▶ **WHAT TO WORK ON**
Render every line of the rows below as a Markdown table with the columns Line No. and Content, numbering the lines in order and leaving out any blank lines.

Data entries
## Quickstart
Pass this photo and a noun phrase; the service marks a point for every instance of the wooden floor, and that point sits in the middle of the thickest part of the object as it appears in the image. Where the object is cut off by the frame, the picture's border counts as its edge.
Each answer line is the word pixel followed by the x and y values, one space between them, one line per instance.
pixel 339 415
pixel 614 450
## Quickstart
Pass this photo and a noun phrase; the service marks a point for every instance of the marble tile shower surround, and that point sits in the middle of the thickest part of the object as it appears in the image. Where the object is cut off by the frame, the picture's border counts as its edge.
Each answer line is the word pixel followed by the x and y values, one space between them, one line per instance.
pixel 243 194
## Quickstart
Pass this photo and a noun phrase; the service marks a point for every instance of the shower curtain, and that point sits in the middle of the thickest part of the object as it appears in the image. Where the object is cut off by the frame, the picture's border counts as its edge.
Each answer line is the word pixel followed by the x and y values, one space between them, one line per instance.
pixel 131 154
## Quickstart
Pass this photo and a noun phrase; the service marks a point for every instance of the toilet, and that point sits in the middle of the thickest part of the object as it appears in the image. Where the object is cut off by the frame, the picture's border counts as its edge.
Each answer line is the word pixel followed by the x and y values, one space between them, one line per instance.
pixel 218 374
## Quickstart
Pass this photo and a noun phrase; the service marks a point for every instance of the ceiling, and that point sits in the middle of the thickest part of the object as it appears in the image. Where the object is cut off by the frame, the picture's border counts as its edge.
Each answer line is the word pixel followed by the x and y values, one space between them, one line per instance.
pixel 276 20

▶ **ANSWER TO THIS EXERCISE**
| Line No. | Content |
|---|---|
| 1 | ## Quickstart |
| 2 | Pass this photo and a noun phrase; the service marks a point for every instance of the wooden floor, and that point sits in the middle of the thickest part of the object as it appears in the image. Where the object is cut off by the frame, the picture's border counts as its edge. |
| 3 | Each answer line is the word pixel followed by the x and y values, one space between them, one line per instance. |
| 4 | pixel 339 415 |
| 5 | pixel 614 450 |
| 6 | ## Quickstart |
| 7 | Pass this photo and a noun phrase; the service marks a point for every instance of the marble tile shower surround, and that point sits in the middle of the thickest part of the object as it appears in the image. Where the object is cut off by the frame, the picture's border counts as its edge. |
| 8 | Each answer line is the word pixel followed by the x and y values, one space between them, one line per instance. |
| 9 | pixel 243 194 |
| 10 | ## Quickstart |
| 11 | Pass this photo and a noun phrase; the service marks a point for every instance of the shower curtain, and that point sits in the middle of the thickest part of the object as it appears in the image. Where the object is cut off by the frame, the picture's border counts as its edge. |
| 12 | Each answer line is the word pixel followed by the x and y values, one space between them, one line per instance. |
| 13 | pixel 131 154 |
| 14 | ## Quickstart |
| 15 | Pass this photo and a noun phrase; the service marks a point for every instance of the toilet, and that point sits in the middle of the thickest part of the object as it appears in the image. Where the object is cut off by the frame, the picture's border counts as its edge. |
| 16 | Each answer line is the word pixel followed by the x and y values, one space between them, one line per instance. |
| 17 | pixel 218 374 |
| 18 | ## Quickstart |
| 19 | Pass this photo and a noun phrase; the service marks a point for every instance of the ceiling, and that point sits in the middle of the thickest part of the object as it appears in the image. Where the object is cut off by the frame, the picture's border counts as its edge. |
| 20 | Each answer line is the word pixel followed by the x and y values, one space between them, one line per instance. |
| 21 | pixel 276 20 |